Every line in the records below that holds the word "instance" is to be copied.

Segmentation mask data
======
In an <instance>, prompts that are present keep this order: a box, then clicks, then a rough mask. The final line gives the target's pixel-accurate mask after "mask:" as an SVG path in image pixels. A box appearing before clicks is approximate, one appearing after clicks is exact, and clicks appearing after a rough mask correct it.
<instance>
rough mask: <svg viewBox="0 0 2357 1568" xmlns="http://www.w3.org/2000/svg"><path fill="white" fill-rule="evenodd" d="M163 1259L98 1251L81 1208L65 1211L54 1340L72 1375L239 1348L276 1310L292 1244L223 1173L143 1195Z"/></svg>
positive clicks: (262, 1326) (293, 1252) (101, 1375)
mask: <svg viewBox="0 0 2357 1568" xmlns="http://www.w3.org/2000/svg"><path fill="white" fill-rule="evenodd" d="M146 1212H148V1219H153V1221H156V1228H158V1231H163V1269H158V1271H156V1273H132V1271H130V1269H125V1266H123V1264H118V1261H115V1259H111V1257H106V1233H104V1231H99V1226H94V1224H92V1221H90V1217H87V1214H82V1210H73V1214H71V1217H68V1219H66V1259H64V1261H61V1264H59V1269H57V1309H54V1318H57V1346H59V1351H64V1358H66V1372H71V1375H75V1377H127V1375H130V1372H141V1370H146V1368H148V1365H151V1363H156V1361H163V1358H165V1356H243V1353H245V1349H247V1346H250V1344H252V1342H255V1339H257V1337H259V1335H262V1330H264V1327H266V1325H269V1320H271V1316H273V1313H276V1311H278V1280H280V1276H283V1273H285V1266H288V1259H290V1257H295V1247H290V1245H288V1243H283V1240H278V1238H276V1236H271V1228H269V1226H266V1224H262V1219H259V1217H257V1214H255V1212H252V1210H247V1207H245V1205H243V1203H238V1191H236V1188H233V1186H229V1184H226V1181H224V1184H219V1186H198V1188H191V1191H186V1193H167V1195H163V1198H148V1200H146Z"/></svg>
======
▶ **Answer space**
In an <instance>, prompts that are present keep this order: a box, then clicks, then a rough mask. The final line gives the target's pixel-accurate mask after "mask:" as an SVG path in image pixels. A box appearing before clicks is approximate, one appearing after clicks is exact, and clicks appearing after a rough mask correct it.
<instance>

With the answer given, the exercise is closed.